Entries from a dataset
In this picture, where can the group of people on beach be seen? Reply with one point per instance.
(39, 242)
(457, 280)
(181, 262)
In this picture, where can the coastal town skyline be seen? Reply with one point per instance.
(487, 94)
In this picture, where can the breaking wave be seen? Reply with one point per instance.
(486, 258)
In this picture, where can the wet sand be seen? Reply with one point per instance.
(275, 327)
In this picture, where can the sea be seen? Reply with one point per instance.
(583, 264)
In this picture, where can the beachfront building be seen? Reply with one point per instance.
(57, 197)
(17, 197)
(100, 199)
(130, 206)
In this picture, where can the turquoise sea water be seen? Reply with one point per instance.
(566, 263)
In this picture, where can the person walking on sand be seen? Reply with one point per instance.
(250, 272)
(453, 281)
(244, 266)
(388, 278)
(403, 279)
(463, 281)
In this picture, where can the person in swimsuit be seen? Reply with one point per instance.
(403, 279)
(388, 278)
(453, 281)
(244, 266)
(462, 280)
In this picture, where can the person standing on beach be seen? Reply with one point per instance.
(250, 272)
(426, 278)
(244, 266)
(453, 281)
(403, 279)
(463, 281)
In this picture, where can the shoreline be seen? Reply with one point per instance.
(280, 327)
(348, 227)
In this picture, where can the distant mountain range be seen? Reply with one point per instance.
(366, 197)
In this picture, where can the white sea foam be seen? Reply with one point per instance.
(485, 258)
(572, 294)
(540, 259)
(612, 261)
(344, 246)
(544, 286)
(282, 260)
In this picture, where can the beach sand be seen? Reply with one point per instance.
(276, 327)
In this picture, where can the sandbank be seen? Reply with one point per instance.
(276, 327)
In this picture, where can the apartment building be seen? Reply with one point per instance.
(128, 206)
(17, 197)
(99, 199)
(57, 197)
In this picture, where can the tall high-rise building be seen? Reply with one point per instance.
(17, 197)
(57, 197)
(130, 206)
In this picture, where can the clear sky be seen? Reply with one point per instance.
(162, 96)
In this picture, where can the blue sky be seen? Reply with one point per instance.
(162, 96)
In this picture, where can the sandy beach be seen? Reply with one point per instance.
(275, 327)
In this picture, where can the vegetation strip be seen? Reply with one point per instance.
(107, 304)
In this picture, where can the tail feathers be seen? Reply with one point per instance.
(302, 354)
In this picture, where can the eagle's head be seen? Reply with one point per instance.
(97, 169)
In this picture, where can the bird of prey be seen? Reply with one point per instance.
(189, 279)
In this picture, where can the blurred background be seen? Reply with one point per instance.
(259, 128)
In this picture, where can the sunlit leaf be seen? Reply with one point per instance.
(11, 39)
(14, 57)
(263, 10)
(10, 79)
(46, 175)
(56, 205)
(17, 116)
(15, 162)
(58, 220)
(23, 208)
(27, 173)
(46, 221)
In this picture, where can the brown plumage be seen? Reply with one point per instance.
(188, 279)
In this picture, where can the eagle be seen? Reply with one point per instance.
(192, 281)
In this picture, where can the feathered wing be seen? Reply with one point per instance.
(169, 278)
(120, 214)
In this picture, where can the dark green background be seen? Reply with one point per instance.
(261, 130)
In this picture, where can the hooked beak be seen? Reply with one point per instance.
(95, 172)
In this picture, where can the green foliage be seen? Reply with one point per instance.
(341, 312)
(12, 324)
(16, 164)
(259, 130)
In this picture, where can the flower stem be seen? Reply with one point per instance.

→ WHAT YOU SHOULD DO
Print every entry exactly as it appears.

→ WRITTEN ANSWER
In this picture, where can the group of people on beach be seen? Reply with one point per instance.
(39, 242)
(457, 280)
(181, 262)
In this picture, where can the coastal town skyline be seen? Reply with one point per instance.
(487, 94)
In this picture, where can the breaking wave be seen? Reply with one point per instance.
(486, 258)
In this picture, where can the wet sand be seen? Reply with one point per instance.
(275, 327)
In this picture, where can the sea be seen? Reply with one point per instance.
(583, 264)
In this picture, where can the beachfront building be seen? Reply with one point per instance.
(57, 197)
(17, 197)
(100, 199)
(130, 206)
In this picture, where can the turquoise sea water be seen? Reply with one point per instance.
(566, 263)
In this picture, where can the person walking on sand be seen? Reply with one point per instance.
(250, 272)
(453, 281)
(244, 266)
(388, 278)
(403, 279)
(463, 281)
In this picture, where can the person in swimsuit be seen? Reply with one point per instance.
(403, 279)
(388, 278)
(453, 281)
(244, 266)
(462, 280)
In this picture, where can the person standing on beach be seen? Reply with one point per instance.
(250, 272)
(426, 278)
(244, 266)
(453, 281)
(403, 279)
(463, 281)
In this picture, where can the shoreline be seen? Reply with one point per instance.
(280, 327)
(348, 227)
In this picture, where can the distant mountain range be seen? Reply with one point per instance.
(366, 197)
In this picture, where can the white sea foam be seen? Reply with one point per instance.
(485, 258)
(572, 294)
(540, 259)
(612, 261)
(344, 246)
(544, 286)
(282, 260)
In this picture, where can the beach sand be seen? Reply with one point per instance.
(276, 327)
In this picture, where can the sandbank be seen? Reply with one point per instance.
(276, 327)
In this picture, where can the apartment building be seen? Reply with one point per instance.
(128, 206)
(17, 197)
(99, 199)
(57, 197)
In this picture, where can the tall high-rise building be seen? Reply with one point per instance.
(17, 197)
(57, 197)
(130, 206)
In this picture, where can the clear sky be seen? Reply with one point per instance.
(162, 96)
In this picture, where can the blue sky be seen? Reply with one point per instance.
(162, 96)
In this picture, where can the sandy beach be seen? Reply with one point per instance.
(275, 327)
In this picture, where can the vegetation strip be seen? Reply with one point per instance.
(107, 304)
In this picture, where can the tail feathers be seen? Reply with one point per instance.
(302, 354)
In this picture, where can the eagle's head be seen? Reply with one point per instance.
(97, 169)
In this picture, where can the bird of prey be seen? Reply with one point per instance.
(189, 279)
In this picture, where can the blurred background be seen? Reply with one point per instance.
(259, 128)
In this picture, where can the sunlit leaf be seen? Reply with one point per instance.
(11, 39)
(14, 57)
(263, 10)
(10, 79)
(46, 175)
(56, 205)
(17, 116)
(15, 162)
(58, 220)
(23, 208)
(27, 173)
(46, 221)
In this picture, where can the brown plumage be seen? Reply with one point per instance.
(188, 279)
In this picture, where can the eagle be seen? Reply with one point per instance.
(192, 281)
In this picture, where can the feathered wing be seen? Reply with one point per instance.
(169, 278)
(120, 214)
In this picture, where can the dark green background be seen? Reply with one point per instance.
(261, 130)
In this picture, where can the hooked beak be seen? Reply with one point per instance.
(95, 172)
In this picture, where can the green foliage be seen? Reply with one point per instance.
(341, 312)
(12, 324)
(16, 164)
(259, 130)
In this picture, where can the flower stem be seen? Reply with one point per instance.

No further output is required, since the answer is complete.